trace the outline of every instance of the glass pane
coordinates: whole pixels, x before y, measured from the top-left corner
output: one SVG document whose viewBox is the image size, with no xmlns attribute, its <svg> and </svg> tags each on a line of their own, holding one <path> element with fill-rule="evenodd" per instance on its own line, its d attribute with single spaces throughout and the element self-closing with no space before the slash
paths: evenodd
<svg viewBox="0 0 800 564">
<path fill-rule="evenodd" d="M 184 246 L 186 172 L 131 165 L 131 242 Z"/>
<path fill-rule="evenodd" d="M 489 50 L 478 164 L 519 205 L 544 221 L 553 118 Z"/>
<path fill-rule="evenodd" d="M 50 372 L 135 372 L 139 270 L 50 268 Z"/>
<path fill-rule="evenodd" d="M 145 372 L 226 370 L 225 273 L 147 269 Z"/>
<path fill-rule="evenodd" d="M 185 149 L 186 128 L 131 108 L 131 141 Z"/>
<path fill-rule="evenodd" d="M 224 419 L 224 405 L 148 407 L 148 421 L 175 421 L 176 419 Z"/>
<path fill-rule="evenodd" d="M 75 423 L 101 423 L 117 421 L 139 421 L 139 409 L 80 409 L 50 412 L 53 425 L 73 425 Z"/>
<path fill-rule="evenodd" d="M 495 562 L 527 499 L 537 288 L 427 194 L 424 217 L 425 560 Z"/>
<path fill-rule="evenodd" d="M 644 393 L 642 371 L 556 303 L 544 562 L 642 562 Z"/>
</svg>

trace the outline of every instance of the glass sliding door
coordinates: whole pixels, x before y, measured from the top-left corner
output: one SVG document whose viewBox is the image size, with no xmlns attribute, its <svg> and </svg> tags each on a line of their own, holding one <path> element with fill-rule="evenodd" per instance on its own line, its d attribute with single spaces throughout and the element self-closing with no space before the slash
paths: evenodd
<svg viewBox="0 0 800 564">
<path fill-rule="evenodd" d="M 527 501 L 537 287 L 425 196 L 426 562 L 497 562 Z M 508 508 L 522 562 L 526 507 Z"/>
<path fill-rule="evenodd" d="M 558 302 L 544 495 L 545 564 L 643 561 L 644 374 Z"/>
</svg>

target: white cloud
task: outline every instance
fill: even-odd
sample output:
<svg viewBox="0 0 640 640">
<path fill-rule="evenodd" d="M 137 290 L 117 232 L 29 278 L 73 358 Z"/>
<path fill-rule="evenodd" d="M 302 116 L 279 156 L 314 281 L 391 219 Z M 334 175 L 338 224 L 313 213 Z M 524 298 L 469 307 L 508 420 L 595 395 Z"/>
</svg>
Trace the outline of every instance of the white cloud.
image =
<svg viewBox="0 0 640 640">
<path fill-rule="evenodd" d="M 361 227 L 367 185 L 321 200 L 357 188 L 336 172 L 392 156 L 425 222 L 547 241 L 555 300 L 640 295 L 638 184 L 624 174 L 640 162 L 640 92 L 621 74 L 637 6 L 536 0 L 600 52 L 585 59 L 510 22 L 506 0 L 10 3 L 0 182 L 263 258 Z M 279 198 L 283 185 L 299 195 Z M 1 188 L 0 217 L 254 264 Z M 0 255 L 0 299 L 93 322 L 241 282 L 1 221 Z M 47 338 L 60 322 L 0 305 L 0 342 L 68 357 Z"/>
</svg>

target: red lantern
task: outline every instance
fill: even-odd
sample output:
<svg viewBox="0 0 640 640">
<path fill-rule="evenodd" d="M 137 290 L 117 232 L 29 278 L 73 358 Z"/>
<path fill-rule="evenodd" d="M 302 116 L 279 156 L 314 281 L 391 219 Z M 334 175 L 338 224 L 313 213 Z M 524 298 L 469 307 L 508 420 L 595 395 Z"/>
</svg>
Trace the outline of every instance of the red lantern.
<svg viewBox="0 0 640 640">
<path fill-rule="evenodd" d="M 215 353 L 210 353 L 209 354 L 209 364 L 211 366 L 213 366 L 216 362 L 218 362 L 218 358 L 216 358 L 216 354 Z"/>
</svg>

_Task brief_
Please repeat all the records above exactly as they appear.

_Problem solution_
trace the outline of every instance of the glass pane
coordinates: whole pixels, x before y, measured from the top-left corner
output: one SVG document whose viewBox is the image size, with no xmlns attribute, its <svg> and </svg> tags each on a line of their own, holding one <path> element with fill-rule="evenodd" per instance on its own line, its d attribute with single spaces throughout and the element self-closing with no space before the slash
paths: evenodd
<svg viewBox="0 0 800 564">
<path fill-rule="evenodd" d="M 184 246 L 186 172 L 131 165 L 131 242 Z"/>
<path fill-rule="evenodd" d="M 489 50 L 478 164 L 519 205 L 544 221 L 553 118 Z"/>
<path fill-rule="evenodd" d="M 50 372 L 135 372 L 139 270 L 50 268 Z"/>
<path fill-rule="evenodd" d="M 145 372 L 226 370 L 225 273 L 147 269 Z"/>
<path fill-rule="evenodd" d="M 185 149 L 186 128 L 131 108 L 131 141 Z"/>
<path fill-rule="evenodd" d="M 224 419 L 224 405 L 148 407 L 148 421 L 175 421 L 176 419 Z"/>
<path fill-rule="evenodd" d="M 75 423 L 101 423 L 117 421 L 139 421 L 139 409 L 80 409 L 50 412 L 53 425 L 73 425 Z"/>
<path fill-rule="evenodd" d="M 495 562 L 527 499 L 537 288 L 427 194 L 424 217 L 425 560 Z"/>
<path fill-rule="evenodd" d="M 644 393 L 642 371 L 556 303 L 544 562 L 642 562 Z"/>
</svg>

trace the outline of every instance of the glass sliding door
coordinates: whole pixels, x before y, measured from the top-left corner
output: one SVG document whose viewBox is the image size, with no xmlns attribute, its <svg> and </svg> tags each on a line of their own, holding one <path> element with fill-rule="evenodd" per instance on its own line, its d attribute with single spaces throughout and the element self-closing with no space before the slash
paths: evenodd
<svg viewBox="0 0 800 564">
<path fill-rule="evenodd" d="M 527 501 L 537 287 L 425 196 L 426 562 L 497 562 Z M 508 508 L 522 562 L 526 507 Z"/>
<path fill-rule="evenodd" d="M 558 302 L 544 495 L 545 564 L 643 561 L 644 374 Z"/>
</svg>

target: white cloud
task: outline every instance
fill: even-odd
sample output:
<svg viewBox="0 0 640 640">
<path fill-rule="evenodd" d="M 137 290 L 117 232 L 29 278 L 73 358 Z"/>
<path fill-rule="evenodd" d="M 302 116 L 279 156 L 314 281 L 391 219 Z M 334 175 L 338 224 L 313 213 Z M 524 298 L 469 307 L 508 420 L 595 395 Z"/>
</svg>
Trace the outline of every instance of the white cloud.
image =
<svg viewBox="0 0 640 640">
<path fill-rule="evenodd" d="M 361 227 L 367 185 L 321 200 L 357 188 L 336 172 L 392 156 L 425 222 L 547 241 L 555 300 L 640 295 L 638 184 L 624 174 L 640 162 L 640 92 L 621 74 L 637 6 L 536 0 L 600 52 L 585 59 L 510 22 L 506 0 L 10 3 L 0 182 L 263 258 Z M 279 198 L 283 185 L 299 195 Z M 1 188 L 0 217 L 254 264 Z M 0 255 L 0 299 L 93 322 L 241 282 L 1 221 Z M 47 338 L 60 322 L 0 305 L 0 342 L 68 357 Z"/>
</svg>

target: red lantern
task: outline every instance
fill: even-odd
sample output:
<svg viewBox="0 0 640 640">
<path fill-rule="evenodd" d="M 137 290 L 117 232 L 29 278 L 73 358 Z"/>
<path fill-rule="evenodd" d="M 302 116 L 279 156 L 314 281 L 391 219 Z M 334 175 L 338 224 L 313 213 Z M 524 298 L 469 307 L 508 420 L 595 395 Z"/>
</svg>
Trace the outline of every instance of the red lantern.
<svg viewBox="0 0 640 640">
<path fill-rule="evenodd" d="M 215 353 L 210 353 L 209 354 L 209 364 L 211 366 L 213 366 L 216 362 L 218 362 L 218 358 L 216 358 L 216 354 Z"/>
</svg>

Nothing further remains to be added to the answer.